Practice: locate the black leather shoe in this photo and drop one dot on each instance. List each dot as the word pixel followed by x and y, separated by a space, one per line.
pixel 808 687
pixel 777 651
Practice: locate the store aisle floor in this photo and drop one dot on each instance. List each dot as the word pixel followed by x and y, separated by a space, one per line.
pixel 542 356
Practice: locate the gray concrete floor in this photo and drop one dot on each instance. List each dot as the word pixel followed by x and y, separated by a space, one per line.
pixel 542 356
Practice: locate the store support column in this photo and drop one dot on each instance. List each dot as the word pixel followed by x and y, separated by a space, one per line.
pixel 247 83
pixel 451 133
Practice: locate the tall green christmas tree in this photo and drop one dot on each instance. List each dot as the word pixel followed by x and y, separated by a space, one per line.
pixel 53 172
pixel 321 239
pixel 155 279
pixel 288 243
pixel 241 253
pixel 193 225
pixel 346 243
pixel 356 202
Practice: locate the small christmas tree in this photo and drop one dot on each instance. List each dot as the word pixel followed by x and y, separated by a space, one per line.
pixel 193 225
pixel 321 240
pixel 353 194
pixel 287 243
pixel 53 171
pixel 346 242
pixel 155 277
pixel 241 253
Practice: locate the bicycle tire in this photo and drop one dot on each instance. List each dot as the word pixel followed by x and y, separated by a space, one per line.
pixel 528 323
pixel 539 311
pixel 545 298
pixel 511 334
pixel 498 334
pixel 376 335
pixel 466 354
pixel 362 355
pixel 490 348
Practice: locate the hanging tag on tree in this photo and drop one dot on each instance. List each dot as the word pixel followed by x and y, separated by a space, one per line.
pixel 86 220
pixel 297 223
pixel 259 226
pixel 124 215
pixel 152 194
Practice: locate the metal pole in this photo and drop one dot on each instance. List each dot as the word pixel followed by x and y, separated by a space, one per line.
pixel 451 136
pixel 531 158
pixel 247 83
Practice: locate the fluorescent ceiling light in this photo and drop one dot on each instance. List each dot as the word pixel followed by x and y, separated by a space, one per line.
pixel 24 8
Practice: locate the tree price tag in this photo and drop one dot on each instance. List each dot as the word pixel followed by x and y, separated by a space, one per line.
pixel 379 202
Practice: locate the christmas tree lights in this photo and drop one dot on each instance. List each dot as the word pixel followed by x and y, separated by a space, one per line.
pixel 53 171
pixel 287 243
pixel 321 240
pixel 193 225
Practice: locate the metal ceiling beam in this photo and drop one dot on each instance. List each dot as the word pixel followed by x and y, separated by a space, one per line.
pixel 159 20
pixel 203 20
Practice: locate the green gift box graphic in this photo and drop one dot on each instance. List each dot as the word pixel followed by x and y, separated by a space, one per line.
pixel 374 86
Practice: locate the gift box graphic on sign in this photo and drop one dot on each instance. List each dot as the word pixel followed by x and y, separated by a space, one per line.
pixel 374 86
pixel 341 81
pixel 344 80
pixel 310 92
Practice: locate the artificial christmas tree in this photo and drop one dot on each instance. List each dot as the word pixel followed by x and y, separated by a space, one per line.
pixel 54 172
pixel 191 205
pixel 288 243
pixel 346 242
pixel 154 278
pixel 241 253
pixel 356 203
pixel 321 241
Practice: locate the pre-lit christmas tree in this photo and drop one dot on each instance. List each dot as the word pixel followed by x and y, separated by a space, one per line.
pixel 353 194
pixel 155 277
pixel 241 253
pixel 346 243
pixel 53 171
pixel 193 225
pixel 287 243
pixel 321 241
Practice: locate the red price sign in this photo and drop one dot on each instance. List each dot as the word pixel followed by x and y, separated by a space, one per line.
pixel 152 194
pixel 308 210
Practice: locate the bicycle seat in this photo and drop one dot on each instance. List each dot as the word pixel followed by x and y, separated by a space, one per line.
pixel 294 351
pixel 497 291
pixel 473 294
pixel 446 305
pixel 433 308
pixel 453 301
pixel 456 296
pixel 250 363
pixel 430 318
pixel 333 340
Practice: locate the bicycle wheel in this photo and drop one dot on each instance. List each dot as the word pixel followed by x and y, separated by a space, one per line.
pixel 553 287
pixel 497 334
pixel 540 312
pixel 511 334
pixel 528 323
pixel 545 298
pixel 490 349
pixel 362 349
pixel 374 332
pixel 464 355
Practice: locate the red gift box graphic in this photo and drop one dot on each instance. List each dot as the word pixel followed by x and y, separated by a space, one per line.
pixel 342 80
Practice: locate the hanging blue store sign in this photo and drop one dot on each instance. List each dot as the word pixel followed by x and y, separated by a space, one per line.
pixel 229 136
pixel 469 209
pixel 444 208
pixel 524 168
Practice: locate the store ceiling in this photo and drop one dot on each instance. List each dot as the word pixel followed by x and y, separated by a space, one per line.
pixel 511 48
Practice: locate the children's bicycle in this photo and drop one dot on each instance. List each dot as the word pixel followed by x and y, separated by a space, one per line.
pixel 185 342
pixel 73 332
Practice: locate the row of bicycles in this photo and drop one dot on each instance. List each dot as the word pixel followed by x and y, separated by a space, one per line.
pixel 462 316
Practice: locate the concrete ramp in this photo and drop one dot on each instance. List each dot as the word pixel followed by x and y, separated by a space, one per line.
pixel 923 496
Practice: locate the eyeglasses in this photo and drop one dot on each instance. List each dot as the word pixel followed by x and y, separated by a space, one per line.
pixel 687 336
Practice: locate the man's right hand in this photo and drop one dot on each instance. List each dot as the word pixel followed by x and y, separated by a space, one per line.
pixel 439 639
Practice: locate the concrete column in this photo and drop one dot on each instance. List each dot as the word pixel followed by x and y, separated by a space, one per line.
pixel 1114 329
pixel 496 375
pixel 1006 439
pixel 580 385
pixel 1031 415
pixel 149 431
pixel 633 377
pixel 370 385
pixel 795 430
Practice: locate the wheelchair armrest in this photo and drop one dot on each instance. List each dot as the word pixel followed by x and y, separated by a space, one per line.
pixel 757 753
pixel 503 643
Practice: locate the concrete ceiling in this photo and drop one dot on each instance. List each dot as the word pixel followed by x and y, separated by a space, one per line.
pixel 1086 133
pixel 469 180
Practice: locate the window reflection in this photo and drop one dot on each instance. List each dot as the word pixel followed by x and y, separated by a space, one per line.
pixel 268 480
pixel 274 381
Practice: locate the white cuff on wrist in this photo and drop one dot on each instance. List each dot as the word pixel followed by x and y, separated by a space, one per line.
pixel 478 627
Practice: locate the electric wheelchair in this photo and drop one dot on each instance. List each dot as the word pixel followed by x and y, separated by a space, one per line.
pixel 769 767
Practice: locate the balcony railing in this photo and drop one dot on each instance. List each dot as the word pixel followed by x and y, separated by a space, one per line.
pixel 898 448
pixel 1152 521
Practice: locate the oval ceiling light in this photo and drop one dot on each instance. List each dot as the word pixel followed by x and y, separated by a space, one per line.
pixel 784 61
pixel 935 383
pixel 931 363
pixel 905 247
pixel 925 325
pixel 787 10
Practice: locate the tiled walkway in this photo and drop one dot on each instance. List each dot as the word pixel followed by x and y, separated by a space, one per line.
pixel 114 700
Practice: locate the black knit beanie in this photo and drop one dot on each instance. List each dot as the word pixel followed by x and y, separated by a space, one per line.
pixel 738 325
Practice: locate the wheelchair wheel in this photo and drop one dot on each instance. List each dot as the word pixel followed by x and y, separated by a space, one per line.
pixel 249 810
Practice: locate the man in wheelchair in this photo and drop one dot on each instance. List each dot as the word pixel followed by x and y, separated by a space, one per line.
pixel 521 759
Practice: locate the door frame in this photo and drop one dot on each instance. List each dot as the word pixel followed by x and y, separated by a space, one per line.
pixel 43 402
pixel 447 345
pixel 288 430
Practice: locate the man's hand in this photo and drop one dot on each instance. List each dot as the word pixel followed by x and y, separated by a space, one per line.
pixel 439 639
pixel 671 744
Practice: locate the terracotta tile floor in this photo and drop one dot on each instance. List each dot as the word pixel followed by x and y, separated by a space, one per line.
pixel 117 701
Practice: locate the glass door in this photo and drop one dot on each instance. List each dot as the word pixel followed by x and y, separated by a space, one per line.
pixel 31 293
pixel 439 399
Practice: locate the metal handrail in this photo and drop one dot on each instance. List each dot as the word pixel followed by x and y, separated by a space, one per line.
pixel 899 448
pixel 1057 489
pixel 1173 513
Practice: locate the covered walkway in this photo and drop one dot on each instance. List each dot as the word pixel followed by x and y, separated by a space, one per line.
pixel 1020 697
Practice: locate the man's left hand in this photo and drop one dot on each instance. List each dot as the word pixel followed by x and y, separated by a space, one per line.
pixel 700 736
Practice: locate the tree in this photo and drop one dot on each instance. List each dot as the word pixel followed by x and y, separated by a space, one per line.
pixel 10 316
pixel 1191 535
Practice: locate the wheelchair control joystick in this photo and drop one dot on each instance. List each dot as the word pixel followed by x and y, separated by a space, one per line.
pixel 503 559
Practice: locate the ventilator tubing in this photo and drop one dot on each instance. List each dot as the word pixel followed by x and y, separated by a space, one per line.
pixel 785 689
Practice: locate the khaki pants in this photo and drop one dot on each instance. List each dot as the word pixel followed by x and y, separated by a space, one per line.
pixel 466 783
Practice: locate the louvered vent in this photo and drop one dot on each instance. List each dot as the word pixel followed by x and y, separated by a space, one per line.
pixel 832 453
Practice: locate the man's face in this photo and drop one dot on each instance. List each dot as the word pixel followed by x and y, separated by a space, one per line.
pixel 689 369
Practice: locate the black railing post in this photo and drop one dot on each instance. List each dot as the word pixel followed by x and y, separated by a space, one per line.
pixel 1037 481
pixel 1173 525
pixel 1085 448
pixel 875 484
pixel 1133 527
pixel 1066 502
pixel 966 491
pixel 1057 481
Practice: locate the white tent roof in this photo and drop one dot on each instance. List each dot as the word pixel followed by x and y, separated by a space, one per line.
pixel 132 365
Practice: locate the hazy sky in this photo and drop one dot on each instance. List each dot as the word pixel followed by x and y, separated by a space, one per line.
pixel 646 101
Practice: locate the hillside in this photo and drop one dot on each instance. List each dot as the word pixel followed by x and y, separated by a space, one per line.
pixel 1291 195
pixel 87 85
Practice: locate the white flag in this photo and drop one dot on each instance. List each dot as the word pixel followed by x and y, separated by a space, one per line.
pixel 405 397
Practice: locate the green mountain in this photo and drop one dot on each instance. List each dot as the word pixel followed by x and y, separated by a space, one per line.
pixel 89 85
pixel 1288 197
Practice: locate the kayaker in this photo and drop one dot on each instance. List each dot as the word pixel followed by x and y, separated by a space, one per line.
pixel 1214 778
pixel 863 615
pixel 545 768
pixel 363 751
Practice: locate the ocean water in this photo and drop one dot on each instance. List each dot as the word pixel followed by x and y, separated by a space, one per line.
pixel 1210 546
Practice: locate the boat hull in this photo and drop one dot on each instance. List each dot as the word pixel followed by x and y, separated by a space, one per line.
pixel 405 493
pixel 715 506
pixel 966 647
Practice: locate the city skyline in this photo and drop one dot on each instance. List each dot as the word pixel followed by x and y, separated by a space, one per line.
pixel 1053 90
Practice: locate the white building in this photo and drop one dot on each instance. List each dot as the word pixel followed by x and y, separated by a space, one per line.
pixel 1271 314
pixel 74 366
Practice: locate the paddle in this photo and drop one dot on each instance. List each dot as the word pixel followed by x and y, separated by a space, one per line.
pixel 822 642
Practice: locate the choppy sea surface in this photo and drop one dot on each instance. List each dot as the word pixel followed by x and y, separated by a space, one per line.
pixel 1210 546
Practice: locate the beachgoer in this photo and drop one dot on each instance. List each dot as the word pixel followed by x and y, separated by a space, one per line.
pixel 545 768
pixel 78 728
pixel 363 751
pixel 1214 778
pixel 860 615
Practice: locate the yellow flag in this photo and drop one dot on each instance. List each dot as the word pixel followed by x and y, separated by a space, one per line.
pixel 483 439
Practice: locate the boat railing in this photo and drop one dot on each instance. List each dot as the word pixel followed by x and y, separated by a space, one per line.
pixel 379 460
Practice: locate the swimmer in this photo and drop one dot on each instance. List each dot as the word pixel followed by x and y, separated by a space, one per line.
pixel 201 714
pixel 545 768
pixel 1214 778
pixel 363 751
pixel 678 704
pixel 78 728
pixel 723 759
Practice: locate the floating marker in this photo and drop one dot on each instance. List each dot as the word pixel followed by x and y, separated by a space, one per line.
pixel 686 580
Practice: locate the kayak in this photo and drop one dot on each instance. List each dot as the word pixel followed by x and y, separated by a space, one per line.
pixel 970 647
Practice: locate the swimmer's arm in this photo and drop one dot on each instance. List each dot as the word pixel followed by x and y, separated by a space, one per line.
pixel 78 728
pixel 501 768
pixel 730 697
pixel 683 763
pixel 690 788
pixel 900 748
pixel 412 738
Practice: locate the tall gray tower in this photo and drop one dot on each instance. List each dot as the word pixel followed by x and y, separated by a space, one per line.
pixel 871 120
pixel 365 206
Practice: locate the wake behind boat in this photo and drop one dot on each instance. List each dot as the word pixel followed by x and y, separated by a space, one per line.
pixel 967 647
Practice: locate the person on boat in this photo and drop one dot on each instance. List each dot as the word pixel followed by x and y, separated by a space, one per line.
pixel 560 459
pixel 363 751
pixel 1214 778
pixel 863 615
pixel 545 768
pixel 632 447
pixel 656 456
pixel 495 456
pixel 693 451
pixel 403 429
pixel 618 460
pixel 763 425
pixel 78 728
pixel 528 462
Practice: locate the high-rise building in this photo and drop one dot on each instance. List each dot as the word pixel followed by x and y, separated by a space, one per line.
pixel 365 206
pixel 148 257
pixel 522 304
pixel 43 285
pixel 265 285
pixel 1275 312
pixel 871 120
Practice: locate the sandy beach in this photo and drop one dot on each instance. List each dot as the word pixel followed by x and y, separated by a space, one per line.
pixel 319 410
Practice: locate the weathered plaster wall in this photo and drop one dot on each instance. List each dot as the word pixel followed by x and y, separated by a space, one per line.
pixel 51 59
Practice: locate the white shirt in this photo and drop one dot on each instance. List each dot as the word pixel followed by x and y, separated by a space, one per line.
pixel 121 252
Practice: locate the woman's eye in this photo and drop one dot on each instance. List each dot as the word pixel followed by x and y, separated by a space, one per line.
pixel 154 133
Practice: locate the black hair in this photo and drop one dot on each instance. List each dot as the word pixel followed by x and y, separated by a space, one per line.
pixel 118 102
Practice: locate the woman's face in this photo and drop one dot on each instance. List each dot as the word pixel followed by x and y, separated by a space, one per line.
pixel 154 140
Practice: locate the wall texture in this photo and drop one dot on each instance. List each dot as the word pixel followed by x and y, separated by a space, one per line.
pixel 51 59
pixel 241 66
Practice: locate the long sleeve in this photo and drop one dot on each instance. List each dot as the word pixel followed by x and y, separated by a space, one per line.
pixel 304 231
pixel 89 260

## EXERCISE
Change every "dot" to "point" in the rows that begin at the line containing "Practice: locate the gray" and stop after the line containing "pixel 356 202", and give back only those lines with nothing else altered.

## FULL SOLUTION
Practice: locate the gray concrete floor in this photo and drop one point on each instance. List each point as the word pixel followed by x and y, separated by a space, one per line.
pixel 542 356
Practice: locate the store support column in this photo and drop one point on each instance. List each point as the word pixel followed by x and y, separated by a space, one per line.
pixel 247 83
pixel 451 133
Practice: locate the tall green christmas tree in this photo and drop one point on each instance. List each point as the word pixel followed by x and y, separated by a space, one per line.
pixel 53 172
pixel 321 239
pixel 155 279
pixel 288 243
pixel 241 253
pixel 193 225
pixel 346 243
pixel 356 202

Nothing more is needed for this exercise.